Work request -
When a line of the entries contains "poster", please list that line.

Material for this exercise -
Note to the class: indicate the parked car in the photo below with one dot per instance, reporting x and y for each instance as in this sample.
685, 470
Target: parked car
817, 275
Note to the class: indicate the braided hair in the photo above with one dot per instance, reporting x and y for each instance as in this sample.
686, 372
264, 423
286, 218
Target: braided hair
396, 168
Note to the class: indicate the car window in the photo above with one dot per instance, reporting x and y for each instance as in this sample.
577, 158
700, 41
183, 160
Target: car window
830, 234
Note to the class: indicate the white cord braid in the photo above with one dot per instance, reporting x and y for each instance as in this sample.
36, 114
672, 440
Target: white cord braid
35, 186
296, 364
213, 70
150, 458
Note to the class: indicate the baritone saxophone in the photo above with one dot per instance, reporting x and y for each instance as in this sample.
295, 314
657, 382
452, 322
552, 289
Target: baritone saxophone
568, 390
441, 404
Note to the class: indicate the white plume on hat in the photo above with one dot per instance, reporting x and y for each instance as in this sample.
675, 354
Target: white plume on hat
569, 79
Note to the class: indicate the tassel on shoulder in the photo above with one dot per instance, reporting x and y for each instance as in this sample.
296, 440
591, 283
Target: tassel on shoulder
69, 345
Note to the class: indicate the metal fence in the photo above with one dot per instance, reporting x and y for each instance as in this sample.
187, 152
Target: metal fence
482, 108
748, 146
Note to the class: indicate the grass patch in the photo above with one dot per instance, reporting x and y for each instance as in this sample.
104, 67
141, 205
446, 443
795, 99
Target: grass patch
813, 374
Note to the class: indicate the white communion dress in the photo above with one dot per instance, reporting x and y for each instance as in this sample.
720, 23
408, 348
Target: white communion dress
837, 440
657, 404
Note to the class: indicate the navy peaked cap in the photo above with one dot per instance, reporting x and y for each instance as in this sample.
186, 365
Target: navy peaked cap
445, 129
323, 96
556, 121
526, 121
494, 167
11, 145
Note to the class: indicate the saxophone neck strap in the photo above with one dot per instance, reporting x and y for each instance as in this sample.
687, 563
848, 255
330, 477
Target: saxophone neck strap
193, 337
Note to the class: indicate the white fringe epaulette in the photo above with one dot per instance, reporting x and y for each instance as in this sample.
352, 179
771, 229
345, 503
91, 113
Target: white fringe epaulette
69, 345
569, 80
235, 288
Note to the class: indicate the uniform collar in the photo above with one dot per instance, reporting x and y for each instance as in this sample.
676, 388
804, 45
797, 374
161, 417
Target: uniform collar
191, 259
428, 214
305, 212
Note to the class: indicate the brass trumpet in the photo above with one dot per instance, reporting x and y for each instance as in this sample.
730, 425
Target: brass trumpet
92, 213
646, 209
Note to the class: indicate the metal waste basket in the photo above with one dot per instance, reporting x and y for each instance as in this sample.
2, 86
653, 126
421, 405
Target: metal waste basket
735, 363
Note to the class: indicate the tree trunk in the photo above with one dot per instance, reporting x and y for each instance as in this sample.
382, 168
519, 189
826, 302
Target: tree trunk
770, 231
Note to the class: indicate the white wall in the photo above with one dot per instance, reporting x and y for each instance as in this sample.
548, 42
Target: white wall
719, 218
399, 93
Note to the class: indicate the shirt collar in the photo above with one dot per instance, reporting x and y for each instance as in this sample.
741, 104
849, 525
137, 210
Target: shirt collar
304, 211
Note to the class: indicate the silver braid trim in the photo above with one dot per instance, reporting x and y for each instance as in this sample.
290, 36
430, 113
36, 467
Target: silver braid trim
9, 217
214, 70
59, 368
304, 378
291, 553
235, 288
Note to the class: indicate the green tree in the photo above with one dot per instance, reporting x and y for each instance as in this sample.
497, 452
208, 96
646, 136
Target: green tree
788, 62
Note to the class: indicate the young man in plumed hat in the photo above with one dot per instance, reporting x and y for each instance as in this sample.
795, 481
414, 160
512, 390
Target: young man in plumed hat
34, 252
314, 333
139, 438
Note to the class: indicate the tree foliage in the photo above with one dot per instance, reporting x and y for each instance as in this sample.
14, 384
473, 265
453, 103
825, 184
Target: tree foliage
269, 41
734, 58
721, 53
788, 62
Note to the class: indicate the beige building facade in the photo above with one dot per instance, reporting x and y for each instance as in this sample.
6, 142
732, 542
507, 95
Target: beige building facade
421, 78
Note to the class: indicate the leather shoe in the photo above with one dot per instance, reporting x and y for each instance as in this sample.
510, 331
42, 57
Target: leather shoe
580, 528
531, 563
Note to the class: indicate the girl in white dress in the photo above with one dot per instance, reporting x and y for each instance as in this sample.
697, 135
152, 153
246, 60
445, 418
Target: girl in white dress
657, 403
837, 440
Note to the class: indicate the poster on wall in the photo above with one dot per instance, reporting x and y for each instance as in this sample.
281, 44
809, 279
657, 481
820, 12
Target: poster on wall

Answer to this exercise -
Note to the class: indicate the poster on wall in the photo above with one dot per instance, reporting x and y for each instance as in this sample.
Target: poster on wall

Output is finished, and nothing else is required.